Exercise directions -
When you find the word "bare" in a line of the entries, please copy the whole line.

[Point localization data]
▶
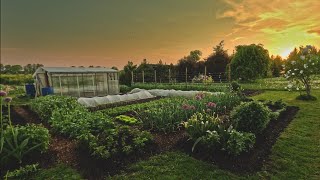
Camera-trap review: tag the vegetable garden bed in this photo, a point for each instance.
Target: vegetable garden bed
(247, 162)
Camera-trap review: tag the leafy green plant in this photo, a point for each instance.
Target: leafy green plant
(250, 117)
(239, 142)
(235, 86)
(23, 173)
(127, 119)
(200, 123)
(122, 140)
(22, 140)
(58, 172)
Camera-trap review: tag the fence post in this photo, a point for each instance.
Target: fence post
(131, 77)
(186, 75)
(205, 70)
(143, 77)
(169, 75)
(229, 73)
◀
▶
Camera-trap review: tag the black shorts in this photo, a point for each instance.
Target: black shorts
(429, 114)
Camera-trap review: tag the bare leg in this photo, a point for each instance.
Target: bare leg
◀
▶
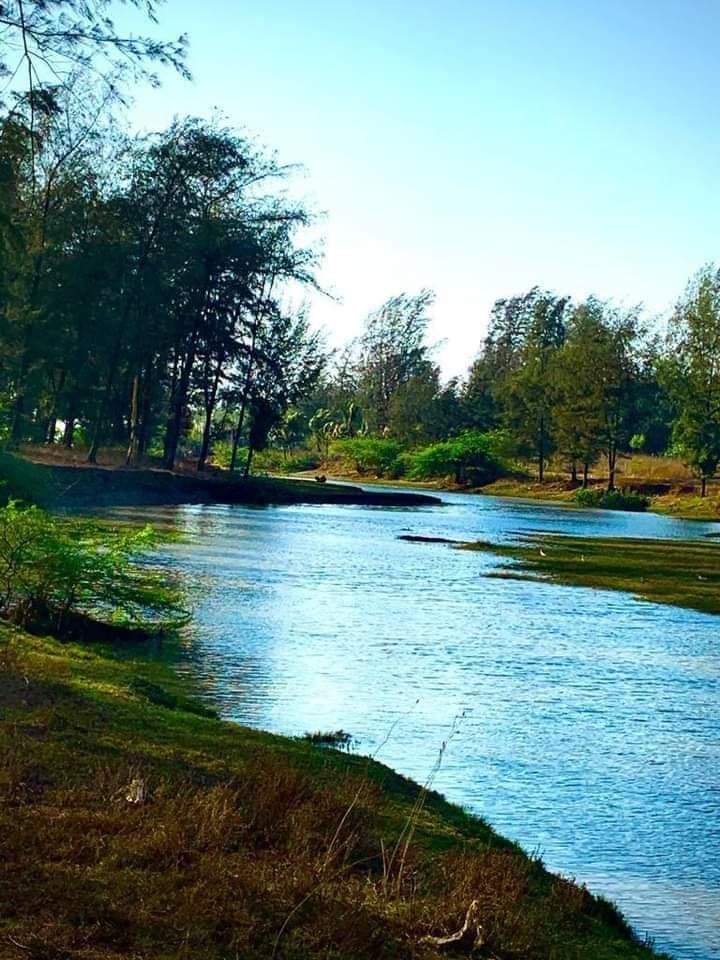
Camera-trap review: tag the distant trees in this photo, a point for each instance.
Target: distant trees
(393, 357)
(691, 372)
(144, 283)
◀
Output for this exercise -
Camera-trap review: tag the bare leg in this photo, a point for each instance.
Target: bare leg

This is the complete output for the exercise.